To do
Pictures must be dropped from the copy of the entries below; all else is returned exactly.

[Collected data]
———

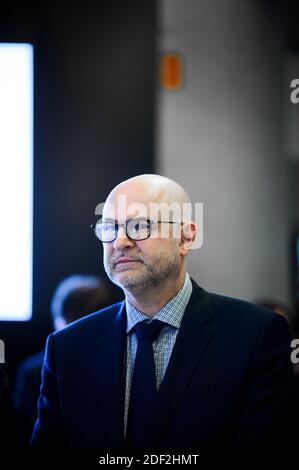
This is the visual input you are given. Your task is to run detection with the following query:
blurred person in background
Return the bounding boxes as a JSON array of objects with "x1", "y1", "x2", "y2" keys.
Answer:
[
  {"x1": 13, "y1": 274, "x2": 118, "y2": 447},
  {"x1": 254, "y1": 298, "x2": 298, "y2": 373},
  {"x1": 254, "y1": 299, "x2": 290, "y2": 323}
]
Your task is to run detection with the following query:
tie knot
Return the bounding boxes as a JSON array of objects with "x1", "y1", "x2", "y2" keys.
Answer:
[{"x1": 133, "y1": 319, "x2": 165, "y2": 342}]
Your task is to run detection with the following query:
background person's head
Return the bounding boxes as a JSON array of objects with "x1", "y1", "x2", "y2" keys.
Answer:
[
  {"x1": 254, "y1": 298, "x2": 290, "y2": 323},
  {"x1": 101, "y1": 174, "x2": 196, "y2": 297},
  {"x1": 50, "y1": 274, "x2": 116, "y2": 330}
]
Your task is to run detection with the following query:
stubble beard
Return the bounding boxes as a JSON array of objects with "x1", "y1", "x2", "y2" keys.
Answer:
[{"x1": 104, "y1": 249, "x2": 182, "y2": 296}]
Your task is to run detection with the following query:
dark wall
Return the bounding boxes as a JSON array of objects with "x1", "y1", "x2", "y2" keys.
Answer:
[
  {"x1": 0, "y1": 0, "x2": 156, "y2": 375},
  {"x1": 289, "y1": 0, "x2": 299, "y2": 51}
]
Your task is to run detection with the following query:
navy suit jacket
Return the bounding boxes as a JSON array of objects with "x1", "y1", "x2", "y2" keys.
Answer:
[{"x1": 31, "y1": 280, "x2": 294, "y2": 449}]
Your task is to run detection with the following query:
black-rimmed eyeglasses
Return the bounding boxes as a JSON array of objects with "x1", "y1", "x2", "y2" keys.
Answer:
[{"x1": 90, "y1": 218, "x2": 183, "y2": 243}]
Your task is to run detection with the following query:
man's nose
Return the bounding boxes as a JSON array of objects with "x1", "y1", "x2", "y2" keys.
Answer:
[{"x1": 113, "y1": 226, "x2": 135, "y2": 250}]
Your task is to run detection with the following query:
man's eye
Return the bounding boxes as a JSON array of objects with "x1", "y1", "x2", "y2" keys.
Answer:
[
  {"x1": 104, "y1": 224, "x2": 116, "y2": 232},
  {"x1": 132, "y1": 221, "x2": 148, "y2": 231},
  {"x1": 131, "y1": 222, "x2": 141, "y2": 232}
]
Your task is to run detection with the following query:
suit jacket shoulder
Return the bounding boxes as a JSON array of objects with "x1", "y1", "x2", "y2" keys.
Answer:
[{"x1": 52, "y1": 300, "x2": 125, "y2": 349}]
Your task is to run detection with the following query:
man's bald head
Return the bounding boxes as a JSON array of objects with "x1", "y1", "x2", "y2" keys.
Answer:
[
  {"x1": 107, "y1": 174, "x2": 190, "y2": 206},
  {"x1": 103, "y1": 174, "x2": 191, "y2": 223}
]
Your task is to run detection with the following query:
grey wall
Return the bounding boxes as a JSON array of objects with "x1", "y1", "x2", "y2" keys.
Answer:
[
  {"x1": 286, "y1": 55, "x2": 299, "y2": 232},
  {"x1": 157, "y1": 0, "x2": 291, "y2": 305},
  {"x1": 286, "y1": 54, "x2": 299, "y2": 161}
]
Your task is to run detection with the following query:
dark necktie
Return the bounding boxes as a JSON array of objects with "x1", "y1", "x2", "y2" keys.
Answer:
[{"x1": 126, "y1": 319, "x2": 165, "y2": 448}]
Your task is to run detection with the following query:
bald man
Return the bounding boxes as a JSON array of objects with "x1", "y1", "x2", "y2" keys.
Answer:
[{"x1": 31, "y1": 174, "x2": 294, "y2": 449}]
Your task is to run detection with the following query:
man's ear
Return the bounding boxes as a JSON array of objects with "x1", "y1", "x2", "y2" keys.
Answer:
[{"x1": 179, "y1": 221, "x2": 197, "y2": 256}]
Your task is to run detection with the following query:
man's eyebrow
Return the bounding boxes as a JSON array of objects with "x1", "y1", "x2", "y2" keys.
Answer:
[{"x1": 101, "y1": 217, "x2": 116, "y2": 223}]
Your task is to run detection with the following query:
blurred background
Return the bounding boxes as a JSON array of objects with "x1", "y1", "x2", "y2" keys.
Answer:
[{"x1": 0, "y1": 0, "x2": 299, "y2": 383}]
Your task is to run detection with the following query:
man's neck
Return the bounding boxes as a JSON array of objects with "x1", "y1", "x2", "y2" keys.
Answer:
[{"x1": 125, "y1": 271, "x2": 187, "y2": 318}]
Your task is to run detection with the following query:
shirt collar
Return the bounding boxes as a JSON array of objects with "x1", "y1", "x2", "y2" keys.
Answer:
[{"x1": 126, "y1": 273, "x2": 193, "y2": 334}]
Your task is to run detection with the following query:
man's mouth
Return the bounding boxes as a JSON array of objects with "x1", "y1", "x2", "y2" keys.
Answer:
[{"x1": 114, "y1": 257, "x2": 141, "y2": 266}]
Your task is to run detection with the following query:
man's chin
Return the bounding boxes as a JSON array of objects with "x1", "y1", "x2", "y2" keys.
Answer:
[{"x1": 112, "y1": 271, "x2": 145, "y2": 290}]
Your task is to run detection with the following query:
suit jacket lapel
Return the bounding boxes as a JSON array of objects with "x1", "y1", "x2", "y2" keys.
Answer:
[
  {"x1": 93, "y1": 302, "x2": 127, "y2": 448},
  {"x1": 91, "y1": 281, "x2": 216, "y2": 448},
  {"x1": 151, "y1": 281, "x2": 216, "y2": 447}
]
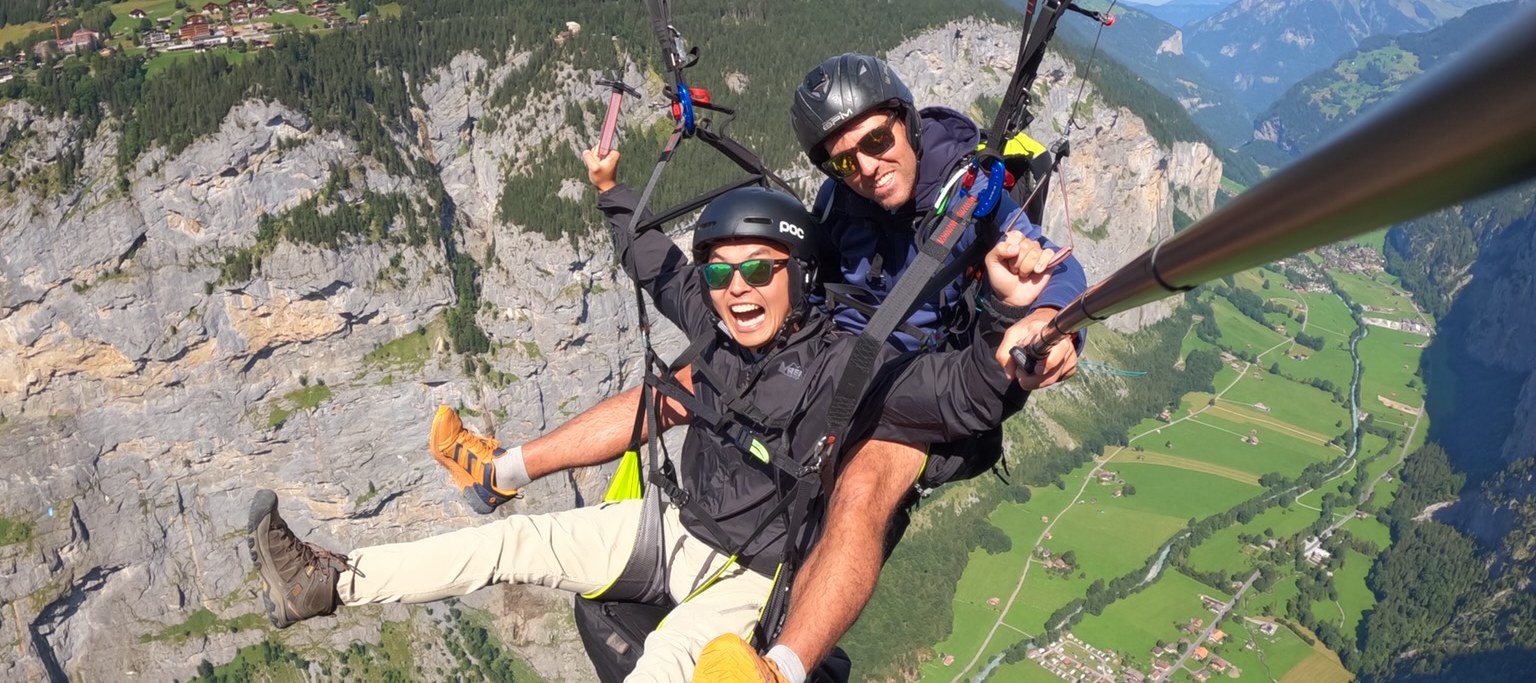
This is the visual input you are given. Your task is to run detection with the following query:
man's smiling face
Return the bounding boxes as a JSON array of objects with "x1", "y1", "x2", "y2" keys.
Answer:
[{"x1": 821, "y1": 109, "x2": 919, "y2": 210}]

———

Task response
This is the visual input you are given. Your task is to run detection with the following query:
blurred person in background
Return the bounding boxes as a JSON array of objects with "x1", "y1", "x2", "y2" keys.
Answer:
[
  {"x1": 13, "y1": 274, "x2": 118, "y2": 447},
  {"x1": 254, "y1": 298, "x2": 298, "y2": 373},
  {"x1": 254, "y1": 299, "x2": 290, "y2": 323}
]
Your task is to run detection with the following query:
tie knot
Return the bounding boxes as a JSON array of objects with "x1", "y1", "x2", "y2" keys.
Answer:
[{"x1": 133, "y1": 319, "x2": 165, "y2": 342}]
Your task is to run detection with the following query:
background person's head
Return the bounding boxes as a JSON array of objects with "x1", "y1", "x2", "y2" keys.
Answer:
[
  {"x1": 254, "y1": 298, "x2": 290, "y2": 323},
  {"x1": 101, "y1": 174, "x2": 196, "y2": 297},
  {"x1": 50, "y1": 274, "x2": 116, "y2": 330}
]
Your task is to run detection with the following query:
stubble beard
Return the bounding boxes as a JSON array of objects with "x1", "y1", "x2", "y2" keys.
Answer:
[{"x1": 104, "y1": 249, "x2": 182, "y2": 296}]
Your task is to run detection with the following query:
dark wall
Return the bounding boxes as a JSON array of objects with "x1", "y1", "x2", "y2" keys.
Answer:
[
  {"x1": 0, "y1": 0, "x2": 156, "y2": 375},
  {"x1": 289, "y1": 0, "x2": 299, "y2": 51}
]
Your task is to run detection with the following query:
navy suit jacket
Return the bounding boxes as a JSON array of objects with "x1", "y1", "x2", "y2" keys.
Answer:
[{"x1": 31, "y1": 280, "x2": 294, "y2": 449}]
Your task is to run detection with the following query:
black-rimmed eyeglasses
Return the bounding boxes as a JSON array of objects with "x1", "y1", "x2", "y2" keys.
Answer:
[{"x1": 90, "y1": 218, "x2": 183, "y2": 243}]
Your task is to run detection with the following query:
man's nose
Return the bounding boxes as a JSON array of objects with "x1", "y1", "x2", "y2" keys.
Answer:
[{"x1": 113, "y1": 226, "x2": 135, "y2": 250}]
Your task is to run detection with the following query:
man's eye
Return the bounding boxes as a JSON array of objects with "x1", "y1", "x2", "y2" keys.
Answer:
[
  {"x1": 104, "y1": 224, "x2": 116, "y2": 232},
  {"x1": 132, "y1": 221, "x2": 148, "y2": 231},
  {"x1": 131, "y1": 222, "x2": 141, "y2": 232}
]
Your task is to run detection with the following query:
suit jacket shoulder
Return the bounding boxes as a JSON array of objects with "x1", "y1", "x2", "y2" keys.
Answer:
[{"x1": 52, "y1": 300, "x2": 125, "y2": 349}]
Your task is to run detection with the following query:
man's bald head
Return the bounding boxes as a JSON array of objects with "x1", "y1", "x2", "y2" keys.
Answer:
[
  {"x1": 107, "y1": 174, "x2": 190, "y2": 206},
  {"x1": 103, "y1": 174, "x2": 191, "y2": 223}
]
Your task is to run detection with the following query:
grey wall
Return the bounding boxes as a JSON array of objects with "x1", "y1", "x2", "y2" keys.
Answer:
[
  {"x1": 286, "y1": 55, "x2": 299, "y2": 232},
  {"x1": 157, "y1": 0, "x2": 291, "y2": 305},
  {"x1": 286, "y1": 54, "x2": 299, "y2": 161}
]
Your task is to run detection with the following query:
dark necktie
Return the bounding boxes as a JSON array of objects with "x1", "y1", "x2", "y2" keys.
Answer:
[{"x1": 126, "y1": 319, "x2": 165, "y2": 448}]
Your task is to run detection with the following query:
bald man
Return the bounding boxes as a JSON array of objects with "x1", "y1", "x2", "y2" keys.
Answer:
[{"x1": 31, "y1": 174, "x2": 294, "y2": 449}]
Your task is to run detection with the following query:
man's ear
Return the bounding boxes as a JSON array of objects with "x1", "y1", "x2", "y2" keys.
Answer:
[{"x1": 179, "y1": 221, "x2": 197, "y2": 256}]
Your task is to run detection with the following query:
man's eyebrow
Return the bounding boxes as a JSON array of objects with "x1", "y1", "x2", "y2" keys.
Answer:
[{"x1": 101, "y1": 217, "x2": 116, "y2": 223}]
Your task is to run detection with the following query:
blurred background
Return the bounding boxes as a JSON array of objects with "x1", "y1", "x2", "y2" keys.
Answer:
[{"x1": 0, "y1": 0, "x2": 299, "y2": 383}]
Your task is to run detection with the following query:
man's neck
Return the bounding boxes as a JSON array of objects with "x1", "y1", "x2", "y2" keys.
Answer:
[{"x1": 125, "y1": 271, "x2": 187, "y2": 318}]
Your task is to run detection with the following query:
shirt collar
Return the bounding boxes as a JSON array of objects with "x1", "y1", "x2", "y2" keys.
Answer:
[{"x1": 126, "y1": 273, "x2": 193, "y2": 334}]
Your task is to run detection with the following query:
man's mouth
Return the bounding boxes as a JSON array of objects with "x1", "y1", "x2", "y2" keys.
Answer:
[{"x1": 114, "y1": 257, "x2": 141, "y2": 266}]
Your task is to run detection with the following query:
man's chin
Return the bounding boxes as a JSON array of objects with "x1", "y1", "x2", "y2" keys.
Answer:
[{"x1": 112, "y1": 271, "x2": 145, "y2": 290}]
Your task is to run detection with the following query:
suit jacket lapel
Return the bounding boxes as a JSON array of objects with "x1", "y1", "x2", "y2" keys.
Answer:
[
  {"x1": 93, "y1": 302, "x2": 127, "y2": 448},
  {"x1": 91, "y1": 281, "x2": 216, "y2": 448},
  {"x1": 151, "y1": 281, "x2": 216, "y2": 447}
]
This is the visual input you are given. Your task is to run detection with the following query:
man's smiling face
Return the bounding boxes as a JSON array of objects with "x1", "y1", "x2", "y2" keys.
Answer:
[{"x1": 821, "y1": 109, "x2": 919, "y2": 210}]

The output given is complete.